* _WHAT TO PRODUCE_
Only the lines from the one containing "Question. For every instance of the tree branch" through the end of the entries should be repeated, exactly as they appear, first and last included.

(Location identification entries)
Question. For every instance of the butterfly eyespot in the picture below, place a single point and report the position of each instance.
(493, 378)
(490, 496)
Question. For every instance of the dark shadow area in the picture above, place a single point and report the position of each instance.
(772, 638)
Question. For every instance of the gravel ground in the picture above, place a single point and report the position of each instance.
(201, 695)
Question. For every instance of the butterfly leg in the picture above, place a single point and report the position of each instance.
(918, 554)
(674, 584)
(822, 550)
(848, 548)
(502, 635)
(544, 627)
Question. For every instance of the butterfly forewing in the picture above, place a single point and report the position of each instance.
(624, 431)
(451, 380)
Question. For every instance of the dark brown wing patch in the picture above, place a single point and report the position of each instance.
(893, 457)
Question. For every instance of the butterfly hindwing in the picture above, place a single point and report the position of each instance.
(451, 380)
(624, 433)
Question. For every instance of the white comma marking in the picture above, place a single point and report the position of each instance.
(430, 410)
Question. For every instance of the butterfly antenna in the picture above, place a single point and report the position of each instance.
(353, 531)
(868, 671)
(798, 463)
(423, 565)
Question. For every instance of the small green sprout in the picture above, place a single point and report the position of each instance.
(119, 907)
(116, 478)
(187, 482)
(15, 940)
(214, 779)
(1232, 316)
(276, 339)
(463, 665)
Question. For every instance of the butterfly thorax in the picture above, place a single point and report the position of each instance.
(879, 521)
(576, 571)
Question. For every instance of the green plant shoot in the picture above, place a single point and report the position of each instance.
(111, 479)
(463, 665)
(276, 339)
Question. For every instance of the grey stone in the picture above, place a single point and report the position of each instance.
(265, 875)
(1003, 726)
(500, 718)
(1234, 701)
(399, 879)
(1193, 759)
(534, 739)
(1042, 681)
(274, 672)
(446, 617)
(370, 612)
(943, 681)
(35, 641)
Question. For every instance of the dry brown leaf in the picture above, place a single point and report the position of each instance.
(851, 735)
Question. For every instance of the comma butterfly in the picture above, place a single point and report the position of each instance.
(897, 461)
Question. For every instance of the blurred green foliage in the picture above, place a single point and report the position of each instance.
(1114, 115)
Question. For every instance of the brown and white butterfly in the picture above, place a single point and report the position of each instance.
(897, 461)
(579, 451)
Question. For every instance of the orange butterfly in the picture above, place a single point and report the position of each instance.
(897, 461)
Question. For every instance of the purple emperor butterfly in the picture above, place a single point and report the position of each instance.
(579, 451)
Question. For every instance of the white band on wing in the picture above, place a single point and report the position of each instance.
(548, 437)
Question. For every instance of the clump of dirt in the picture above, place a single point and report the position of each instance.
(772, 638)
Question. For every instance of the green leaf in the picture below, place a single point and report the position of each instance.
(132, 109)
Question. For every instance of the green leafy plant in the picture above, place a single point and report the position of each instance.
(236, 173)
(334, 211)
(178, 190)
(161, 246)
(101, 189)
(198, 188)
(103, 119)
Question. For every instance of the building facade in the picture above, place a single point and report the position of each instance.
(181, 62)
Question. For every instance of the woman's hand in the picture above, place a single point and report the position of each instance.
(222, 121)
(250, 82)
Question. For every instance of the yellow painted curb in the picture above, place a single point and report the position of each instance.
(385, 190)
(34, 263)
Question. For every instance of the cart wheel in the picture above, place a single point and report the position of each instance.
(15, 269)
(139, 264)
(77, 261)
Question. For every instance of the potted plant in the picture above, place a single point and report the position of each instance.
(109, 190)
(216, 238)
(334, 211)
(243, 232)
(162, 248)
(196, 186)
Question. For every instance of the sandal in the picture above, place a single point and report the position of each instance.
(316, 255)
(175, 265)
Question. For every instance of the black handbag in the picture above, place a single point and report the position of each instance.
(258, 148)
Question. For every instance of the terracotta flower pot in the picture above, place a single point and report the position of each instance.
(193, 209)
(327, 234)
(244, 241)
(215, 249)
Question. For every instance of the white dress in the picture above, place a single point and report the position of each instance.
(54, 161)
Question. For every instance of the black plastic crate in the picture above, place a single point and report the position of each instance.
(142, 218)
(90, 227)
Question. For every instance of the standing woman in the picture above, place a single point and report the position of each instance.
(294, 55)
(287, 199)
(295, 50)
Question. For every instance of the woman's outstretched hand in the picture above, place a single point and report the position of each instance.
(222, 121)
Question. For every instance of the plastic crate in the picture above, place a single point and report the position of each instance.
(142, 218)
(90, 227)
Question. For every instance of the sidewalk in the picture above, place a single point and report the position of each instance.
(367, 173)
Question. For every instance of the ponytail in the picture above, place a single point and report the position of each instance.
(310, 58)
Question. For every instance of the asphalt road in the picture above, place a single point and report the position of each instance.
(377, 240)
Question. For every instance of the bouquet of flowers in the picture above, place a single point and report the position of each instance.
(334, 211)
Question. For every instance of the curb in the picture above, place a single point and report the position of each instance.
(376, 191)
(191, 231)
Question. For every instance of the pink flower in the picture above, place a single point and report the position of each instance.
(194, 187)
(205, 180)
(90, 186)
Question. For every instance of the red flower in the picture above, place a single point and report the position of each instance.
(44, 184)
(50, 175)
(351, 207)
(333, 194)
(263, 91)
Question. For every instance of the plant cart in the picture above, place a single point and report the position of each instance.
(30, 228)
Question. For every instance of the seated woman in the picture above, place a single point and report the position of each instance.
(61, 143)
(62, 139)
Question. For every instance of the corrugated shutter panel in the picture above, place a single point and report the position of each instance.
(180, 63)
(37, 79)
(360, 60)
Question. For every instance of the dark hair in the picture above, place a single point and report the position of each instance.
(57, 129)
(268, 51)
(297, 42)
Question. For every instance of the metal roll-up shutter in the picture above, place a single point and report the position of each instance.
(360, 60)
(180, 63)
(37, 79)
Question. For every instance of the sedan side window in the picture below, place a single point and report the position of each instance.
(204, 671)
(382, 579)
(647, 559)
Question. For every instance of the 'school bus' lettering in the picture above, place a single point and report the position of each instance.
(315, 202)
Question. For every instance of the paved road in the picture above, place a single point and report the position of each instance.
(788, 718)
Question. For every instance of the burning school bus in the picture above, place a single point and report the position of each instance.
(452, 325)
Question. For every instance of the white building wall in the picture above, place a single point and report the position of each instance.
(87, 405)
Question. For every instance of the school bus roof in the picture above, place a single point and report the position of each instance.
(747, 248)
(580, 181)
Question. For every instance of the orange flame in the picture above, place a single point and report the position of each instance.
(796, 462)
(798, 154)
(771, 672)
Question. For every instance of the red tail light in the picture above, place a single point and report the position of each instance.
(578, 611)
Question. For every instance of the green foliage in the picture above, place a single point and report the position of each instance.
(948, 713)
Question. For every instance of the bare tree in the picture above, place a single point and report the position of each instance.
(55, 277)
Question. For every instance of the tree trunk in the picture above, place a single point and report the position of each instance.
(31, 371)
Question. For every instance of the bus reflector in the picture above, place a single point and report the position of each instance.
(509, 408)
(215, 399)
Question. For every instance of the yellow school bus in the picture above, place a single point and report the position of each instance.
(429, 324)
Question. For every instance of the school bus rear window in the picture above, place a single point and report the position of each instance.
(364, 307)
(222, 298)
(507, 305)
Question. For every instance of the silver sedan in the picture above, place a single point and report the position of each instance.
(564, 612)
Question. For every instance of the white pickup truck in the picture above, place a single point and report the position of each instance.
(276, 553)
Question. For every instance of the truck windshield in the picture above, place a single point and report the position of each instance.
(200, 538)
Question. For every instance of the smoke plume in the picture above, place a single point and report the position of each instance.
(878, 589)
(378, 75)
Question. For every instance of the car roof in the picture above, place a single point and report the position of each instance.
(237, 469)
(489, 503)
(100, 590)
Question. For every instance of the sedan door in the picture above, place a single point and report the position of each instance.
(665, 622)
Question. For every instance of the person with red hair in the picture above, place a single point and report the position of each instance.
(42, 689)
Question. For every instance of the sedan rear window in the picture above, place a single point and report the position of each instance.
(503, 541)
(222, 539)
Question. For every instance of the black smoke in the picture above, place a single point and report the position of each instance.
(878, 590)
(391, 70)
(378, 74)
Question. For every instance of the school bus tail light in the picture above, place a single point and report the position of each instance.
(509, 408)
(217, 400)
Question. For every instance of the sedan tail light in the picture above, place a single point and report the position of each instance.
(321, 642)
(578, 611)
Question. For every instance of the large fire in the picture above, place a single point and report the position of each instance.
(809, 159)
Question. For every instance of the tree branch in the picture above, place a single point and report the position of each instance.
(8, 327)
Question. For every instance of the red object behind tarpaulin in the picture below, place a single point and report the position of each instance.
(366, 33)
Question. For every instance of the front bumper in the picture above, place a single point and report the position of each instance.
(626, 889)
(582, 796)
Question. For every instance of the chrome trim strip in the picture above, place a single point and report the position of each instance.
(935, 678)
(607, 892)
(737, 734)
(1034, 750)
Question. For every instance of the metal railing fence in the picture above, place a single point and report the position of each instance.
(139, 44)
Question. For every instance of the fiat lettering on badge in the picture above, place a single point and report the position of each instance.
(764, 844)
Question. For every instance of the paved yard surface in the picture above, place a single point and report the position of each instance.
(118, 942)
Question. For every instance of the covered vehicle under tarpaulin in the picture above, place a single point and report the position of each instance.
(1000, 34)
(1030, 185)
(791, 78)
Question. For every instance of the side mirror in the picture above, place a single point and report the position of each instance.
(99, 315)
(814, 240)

* _RESPONSE_
Question. For every instance of the tree branch in the picture above, place a single point and report the position of each instance.
(8, 327)
Question. For every instance of the red object behind tarpaulin in the picture below, place a single point and report the position of each instance.
(366, 33)
Question. For every instance of the front bumper in the picture above, place a single point and report the position of each instance.
(626, 889)
(582, 796)
Question. For every instance of the chrome trim strip in the picture above, place a single point and report the position of each instance.
(935, 678)
(607, 892)
(737, 734)
(1034, 750)
Question. For every instance of the metal railing fence in the picture above, place a single point and report the position of each instance.
(139, 44)
Question. For every instance of the fiat lettering on badge in the picture above, place a single point and report the position of each instance.
(764, 844)
Question. For every instance of the paved yard surface in the picture above, place a single point and report the position of each instance.
(118, 942)
Question. For every instance of the covered vehicle under tarpaulin in the picture above, place a single point and report the position of each instance.
(1000, 34)
(1030, 185)
(791, 78)
Question. For every instance of the side mirror in the picture above, place a single point and report the position of each instance.
(99, 315)
(814, 240)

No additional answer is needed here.